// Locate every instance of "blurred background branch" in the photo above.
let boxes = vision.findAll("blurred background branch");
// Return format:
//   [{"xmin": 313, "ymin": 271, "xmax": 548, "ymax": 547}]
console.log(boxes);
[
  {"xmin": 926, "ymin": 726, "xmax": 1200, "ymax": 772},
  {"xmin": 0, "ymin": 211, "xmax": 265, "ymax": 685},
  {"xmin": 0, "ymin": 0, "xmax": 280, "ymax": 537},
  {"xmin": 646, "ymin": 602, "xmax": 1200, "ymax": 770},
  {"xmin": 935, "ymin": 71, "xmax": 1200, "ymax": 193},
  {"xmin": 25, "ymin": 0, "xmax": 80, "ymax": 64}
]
----------
Update the data above by writing every line out again with "blurred background branch" changed to "bare tree branch" and nothing else altered.

(Expected answer):
// Locate every instance of "bare tree branch" in the photo above.
let boxes = vision.findAll("bare tree branch");
// Return format:
//   [{"xmin": 313, "ymin": 271, "xmax": 548, "ymax": 547}]
console.log(boxes);
[
  {"xmin": 926, "ymin": 726, "xmax": 1200, "ymax": 772},
  {"xmin": 0, "ymin": 211, "xmax": 265, "ymax": 685},
  {"xmin": 0, "ymin": 0, "xmax": 280, "ymax": 537},
  {"xmin": 646, "ymin": 602, "xmax": 1200, "ymax": 770},
  {"xmin": 935, "ymin": 71, "xmax": 1200, "ymax": 193},
  {"xmin": 25, "ymin": 0, "xmax": 80, "ymax": 64}
]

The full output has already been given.